• PAGE EXTRACT:
___
I so feel what you are going through
My mother is in that anger phase as well. It is mostly directed at my father, so I am constantly trying to educate him as well. Feels like I'm a care giver for 2 people. And I like the name Crazy Town!As for telling friends, this is how I handled it. First, I only told the ones I was close too. And then I only did it when I was in the right head space, another words, not on one of those days I felt like jumping in the car and driving as fast and as far from Crazy Town as I could. I had to be in the right mental space as when I told them I also explained a lot about the disease, where my mother was at, the things we are struggling with, the challenges, the fact that socially she still comes across fairly well and just appears forgetful. But now, I've built my own support group out of the people that are closest to me that aren't as familiar to the disease that I can reach out to on those tough days, or weeks, or months as I expect this one to be. I do find the support group and this forum great as well, but having people that know me and some that know my parents is actually nice to be able to talk with them as well.
Hang in there From your neighbor in Crazy Town
After one particularly horrible incident, DH ended up in the psych hospital. Thank goodness. The 72 hours that he was inpatient provided much need respite for me.
As a result of the hospital stay, DH connected with a geri-psychiatrist that is phenomenal. She prescribed anti-anxiety meds and emphasized to him that the meds would not work if he drank. He didn't stop drinking at that point. After several more horrible incidents, and additional meds, and follow-up visits with the geri-psych doctor, husband is now abstaining from alcohol. THAT has made a huge difference. I have quite a few alcoholics in my life, so I know what an anomaly DH's sobriety is. I credit the meds, the doctor and the grace of God.
___
Image point grounding data:

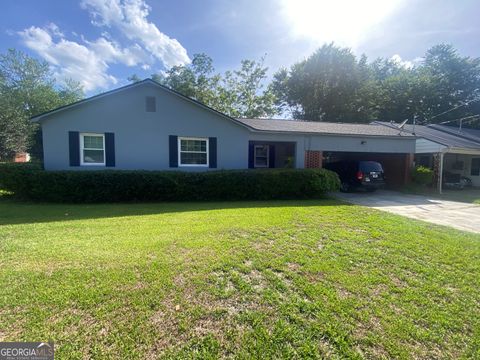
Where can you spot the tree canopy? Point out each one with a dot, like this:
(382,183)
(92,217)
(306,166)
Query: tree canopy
(27,88)
(238,93)
(334,85)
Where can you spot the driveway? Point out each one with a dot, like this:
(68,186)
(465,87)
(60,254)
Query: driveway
(456,214)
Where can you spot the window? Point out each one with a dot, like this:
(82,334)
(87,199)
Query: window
(150,104)
(192,152)
(92,149)
(261,155)
(475,169)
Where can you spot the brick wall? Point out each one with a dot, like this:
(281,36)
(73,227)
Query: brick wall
(313,159)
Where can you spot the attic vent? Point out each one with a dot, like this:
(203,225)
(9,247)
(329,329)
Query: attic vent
(150,104)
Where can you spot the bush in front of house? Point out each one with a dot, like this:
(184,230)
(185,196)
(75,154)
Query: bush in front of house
(31,182)
(422,175)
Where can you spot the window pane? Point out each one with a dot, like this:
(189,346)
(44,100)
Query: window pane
(261,162)
(93,156)
(93,142)
(475,168)
(261,151)
(193,158)
(193,145)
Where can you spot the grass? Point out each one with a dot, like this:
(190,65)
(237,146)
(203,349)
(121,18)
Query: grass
(467,195)
(289,279)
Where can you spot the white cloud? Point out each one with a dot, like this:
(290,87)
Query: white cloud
(88,61)
(345,22)
(130,18)
(408,64)
(69,59)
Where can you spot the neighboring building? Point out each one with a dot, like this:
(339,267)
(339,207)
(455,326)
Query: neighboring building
(450,151)
(148,126)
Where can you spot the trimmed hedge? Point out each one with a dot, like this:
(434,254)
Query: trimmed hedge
(31,182)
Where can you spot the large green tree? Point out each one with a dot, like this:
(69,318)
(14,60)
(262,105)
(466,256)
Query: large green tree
(238,93)
(333,85)
(27,88)
(330,85)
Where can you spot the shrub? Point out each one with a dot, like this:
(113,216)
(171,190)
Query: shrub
(422,175)
(118,185)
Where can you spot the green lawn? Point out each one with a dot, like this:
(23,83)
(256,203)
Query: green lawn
(467,195)
(290,279)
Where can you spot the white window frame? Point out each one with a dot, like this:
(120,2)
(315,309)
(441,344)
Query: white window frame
(82,147)
(180,151)
(255,156)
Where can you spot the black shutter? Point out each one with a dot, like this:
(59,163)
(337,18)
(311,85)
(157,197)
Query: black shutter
(212,152)
(251,155)
(74,147)
(271,156)
(173,150)
(110,149)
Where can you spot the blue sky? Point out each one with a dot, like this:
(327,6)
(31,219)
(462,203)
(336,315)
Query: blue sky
(101,42)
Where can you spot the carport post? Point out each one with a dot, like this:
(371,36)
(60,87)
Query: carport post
(440,175)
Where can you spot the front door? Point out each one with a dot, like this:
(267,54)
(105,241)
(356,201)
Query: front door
(261,156)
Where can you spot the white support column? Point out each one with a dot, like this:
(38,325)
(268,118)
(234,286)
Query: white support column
(440,175)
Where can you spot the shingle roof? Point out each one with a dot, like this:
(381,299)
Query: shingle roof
(467,133)
(433,133)
(327,128)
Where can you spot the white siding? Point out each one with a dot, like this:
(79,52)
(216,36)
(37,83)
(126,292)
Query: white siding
(424,146)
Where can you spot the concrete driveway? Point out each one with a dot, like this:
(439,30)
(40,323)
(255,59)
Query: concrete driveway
(462,216)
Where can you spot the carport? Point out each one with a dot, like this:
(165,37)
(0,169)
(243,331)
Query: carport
(316,143)
(397,167)
(452,152)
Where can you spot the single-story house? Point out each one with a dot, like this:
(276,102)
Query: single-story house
(151,127)
(446,149)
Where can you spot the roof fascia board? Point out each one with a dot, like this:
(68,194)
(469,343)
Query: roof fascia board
(409,137)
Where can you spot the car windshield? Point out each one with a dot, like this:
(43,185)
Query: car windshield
(369,166)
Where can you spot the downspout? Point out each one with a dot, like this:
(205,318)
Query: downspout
(440,175)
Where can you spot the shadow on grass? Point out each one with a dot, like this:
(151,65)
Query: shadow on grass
(14,211)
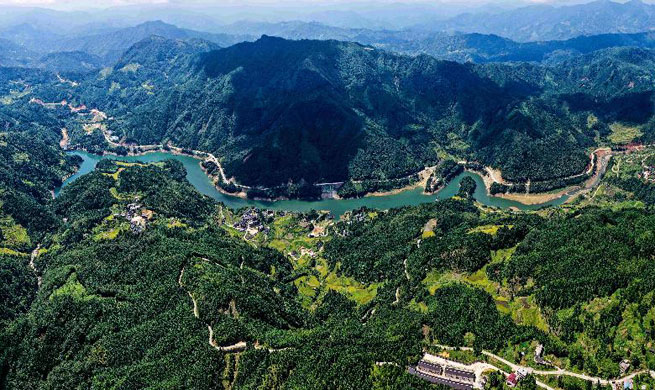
___
Proceed with the forum posts about caring for a family member with dementia, starting after the sentence that ends "the grace of God." The records are unrelated to the forum posts about caregiving.

I absolutely understand your frustration. It was awful. And at times, I felt that my safety was a risk. I learned so much from this forum. Now my phone is always charged and within reach. I won't hesitate to leave or call for help in the event of an alcoholic explosion that puts my safety at risk.
I remind myself that my husband's brain is diseased. The verbal insults are still painful. I try to be my own cheerleader because DH doesn't appreciate the depth of my commitment to his well being and care.
Friends and family did not understand what I was going through. But the people on this forum did. They understood and cared. The caregiver heroes here provided applicable and actionable suggestions.
I am so sorry this is happening to you. CrazyTown is a chaotic, miserable, unpredictable and lonely place to be. Please be safe.
Living in Crazy Town is the worst place to be. Not only do I keep my phone charged and ready, I started sleeping with my clothes on, just in case I had to jump and run.
I've often wondered if the diseases enhance the anger and abusive personality. I've had to let go of some emotions and try to move forward on my own. Of course that's hard to do when love still lives inside me.
My DH doesn't grasp how much I care for him and his every need. I can only believe someday, I'll be able to live again.
I live in Crazy Town, Texas too lady texan.